#### EXCERPTED TEXT:

For build-in commands I’ve created handler functions: one per command (cd, export, exit). When executing the command, if the command is a build-in function – corresponding handler is executed. Note, that build-in functions are only executed alone, if build-in function is encountered in pipeline it is ignored.

Example:

cd /home
cd ../

🪓 Executable programs:

If the command is not build-in, it is treated as path to executable program, in that case the Shell creates a child process with fork(), and wait for it to finish, corresponding executable file is located and executed using execvp() syscall, in my implementation I also create wrapper for that syscall execvp_ignore_redirect which works exactly like execvp() but ignoring every output redirection, since it’s being processed separately. After process is finished the Shell will react to it’s return code and print Execution Error if necessary.

Example:

ls .
ls "./my favorite directory"

#### RECORDED DATA:
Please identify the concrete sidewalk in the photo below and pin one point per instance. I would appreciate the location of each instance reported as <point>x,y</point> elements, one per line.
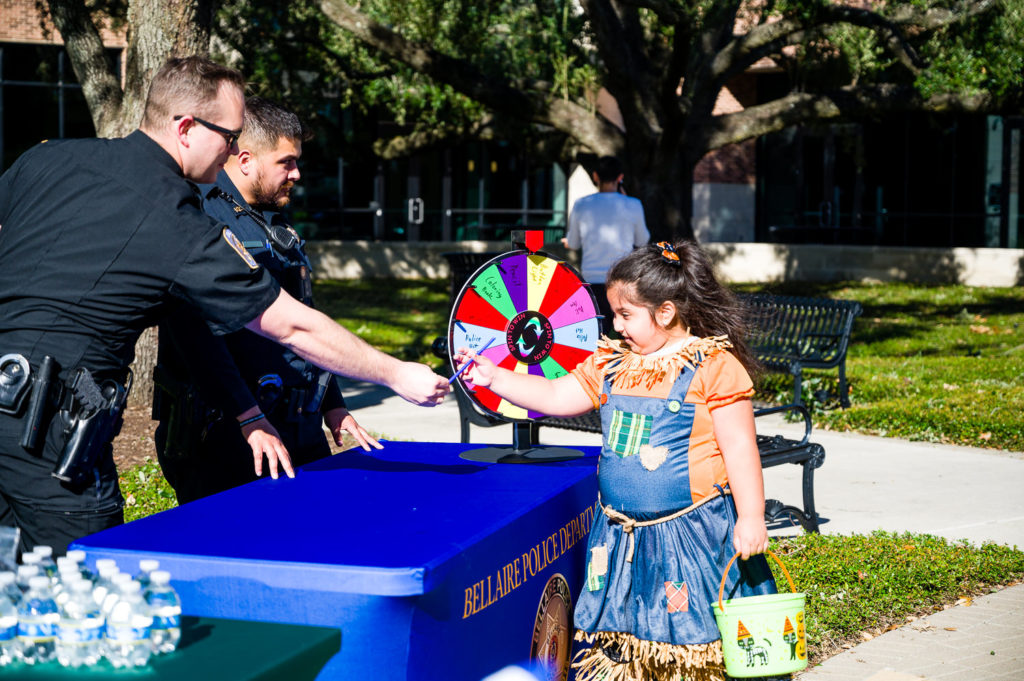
<point>866,483</point>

#### TASK INSTRUCTIONS:
**A)** Answer these from the shell text:
(i) Which commands have their own handler functions?
(ii) Which call does the Shell use to create a child process?
(iii) What does the Shell print if necessary after a process finishes?
**B)** Does each statement agree with the shell text? Give yes or no and quote the words that decide it.
(i) A built-in function found in a pipeline still gets executed.
(ii) The wrapper execvp_ignore_redirect ignores every output redirection.
(iii) The Shell waits for the child process to finish.
**C)** Write out word for word everything in the shell text from "If the command is not" down to "Error if necessary.".

#### RESULTS IN ORDER:
**A)**
(i) cd, export and exit.
(ii) fork().
(iii) Execution Error.

**B)**
(i) No: "if build-in function is encountered in pipeline it is ignored"
(ii) Yes: "works exactly like execvp() but ignoring every output redirection"
(iii) Yes: "creates a child process with fork(), and wait for it to finish"

**C)**
If the command is not build-in, it is treated as path to executable program, in that case the Shell creates a child process with fork(), and wait for it to finish, corresponding executable file is located and executed using execvp() syscall, in my implementation I also create wrapper for that syscall execvp_ignore_redirect which works exactly like execvp() but ignoring every output redirection, since it’s being processed separately. After process is finished the Shell will react to it’s return code and print Execution Error if necessary.